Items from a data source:
[start]
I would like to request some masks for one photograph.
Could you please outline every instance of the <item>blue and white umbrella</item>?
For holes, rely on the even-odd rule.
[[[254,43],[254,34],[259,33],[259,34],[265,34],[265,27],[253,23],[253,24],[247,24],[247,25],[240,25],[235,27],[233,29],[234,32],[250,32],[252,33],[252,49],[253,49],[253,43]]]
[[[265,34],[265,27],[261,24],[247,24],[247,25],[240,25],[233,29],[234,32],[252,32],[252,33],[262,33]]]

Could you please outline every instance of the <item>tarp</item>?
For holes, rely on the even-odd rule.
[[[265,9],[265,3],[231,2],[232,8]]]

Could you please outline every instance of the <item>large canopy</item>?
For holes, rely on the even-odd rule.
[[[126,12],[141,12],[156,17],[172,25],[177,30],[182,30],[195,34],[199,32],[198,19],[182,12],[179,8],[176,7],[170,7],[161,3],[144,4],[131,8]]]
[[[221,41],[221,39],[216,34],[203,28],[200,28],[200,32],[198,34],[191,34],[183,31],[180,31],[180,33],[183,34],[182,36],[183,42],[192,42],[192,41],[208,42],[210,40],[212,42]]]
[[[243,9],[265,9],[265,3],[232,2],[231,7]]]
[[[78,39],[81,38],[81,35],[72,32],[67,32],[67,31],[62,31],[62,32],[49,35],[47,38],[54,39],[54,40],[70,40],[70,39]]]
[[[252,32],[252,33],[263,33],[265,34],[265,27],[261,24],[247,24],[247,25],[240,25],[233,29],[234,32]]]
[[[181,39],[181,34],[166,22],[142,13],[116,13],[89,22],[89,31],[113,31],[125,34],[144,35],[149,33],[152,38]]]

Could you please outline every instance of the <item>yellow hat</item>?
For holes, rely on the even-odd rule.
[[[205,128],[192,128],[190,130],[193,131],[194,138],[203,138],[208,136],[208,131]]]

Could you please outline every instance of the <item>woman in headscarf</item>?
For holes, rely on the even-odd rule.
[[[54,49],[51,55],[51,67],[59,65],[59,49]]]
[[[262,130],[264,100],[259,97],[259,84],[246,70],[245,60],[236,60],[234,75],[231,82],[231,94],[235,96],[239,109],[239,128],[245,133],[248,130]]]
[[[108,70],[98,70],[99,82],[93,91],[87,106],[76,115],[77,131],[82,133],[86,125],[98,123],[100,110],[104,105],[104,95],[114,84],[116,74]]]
[end]
Task directions |
Render the lines above as a Markdown table with two columns, No. and Line, numbering the rows in order and omitting blank lines.

The completed task |
| No. | Line |
|---|---|
| 1 | I would like to request some masks for one photograph. |
| 2 | Could you please outline every instance of the <item>blue and white umbrella</item>? |
| 3 | For holes, rely on the even-odd rule. |
| 4 | [[[254,43],[254,34],[259,33],[259,34],[265,34],[265,27],[253,23],[253,24],[247,24],[247,25],[240,25],[235,27],[233,29],[234,32],[250,32],[252,33],[252,49],[253,49],[253,43]]] |
| 5 | [[[265,34],[265,27],[261,24],[247,24],[247,25],[240,25],[233,29],[234,32],[252,32],[252,33],[262,33]]] |
| 6 | Could you please outline every instance of the <item>tarp</item>? |
| 7 | For holes, rely on the even-odd rule. |
| 8 | [[[265,9],[265,3],[231,2],[232,8]]] |
| 9 | Could you please outline every instance of the <item>large canopy</item>? |
| 10 | For holes, rely on the even-odd rule. |
| 11 | [[[126,12],[141,12],[156,17],[172,25],[177,30],[182,30],[195,34],[199,32],[198,19],[182,12],[179,8],[176,7],[170,7],[161,3],[144,4],[131,8]]] |
| 12 | [[[221,41],[221,39],[216,34],[203,28],[200,28],[200,32],[198,34],[191,34],[183,31],[180,31],[180,33],[183,34],[182,36],[183,42],[192,42],[192,41],[208,42],[210,40],[212,42]]] |
| 13 | [[[243,9],[265,9],[265,3],[232,2],[231,7]]] |
| 14 | [[[78,39],[81,38],[81,35],[72,32],[67,32],[67,31],[62,31],[62,32],[49,35],[47,38],[54,39],[54,40],[70,40],[70,39]]] |
| 15 | [[[252,32],[252,33],[263,33],[265,34],[265,27],[261,24],[247,24],[247,25],[240,25],[233,29],[234,32]]] |
| 16 | [[[181,39],[181,34],[166,22],[142,13],[116,13],[89,22],[89,31],[113,31],[125,34],[144,35],[149,33],[152,38]]] |
| 17 | Could you please outline every instance of the <item>yellow hat</item>? |
| 18 | For holes, rely on the even-odd rule. |
| 19 | [[[205,128],[192,128],[190,130],[193,131],[194,138],[203,138],[208,136],[208,131]]] |
| 20 | Could you please outline every instance of the <item>woman in headscarf</item>? |
| 21 | For holes, rely on the even-odd rule. |
| 22 | [[[54,49],[51,55],[51,67],[59,65],[59,49]]] |
| 23 | [[[262,130],[264,100],[259,97],[259,84],[246,70],[245,60],[236,60],[234,75],[231,82],[231,94],[235,96],[239,109],[239,128],[245,133],[248,130]]] |
| 24 | [[[108,70],[98,70],[99,82],[93,91],[87,106],[76,115],[77,131],[82,133],[86,125],[98,123],[100,110],[104,105],[104,95],[114,84],[116,74]]] |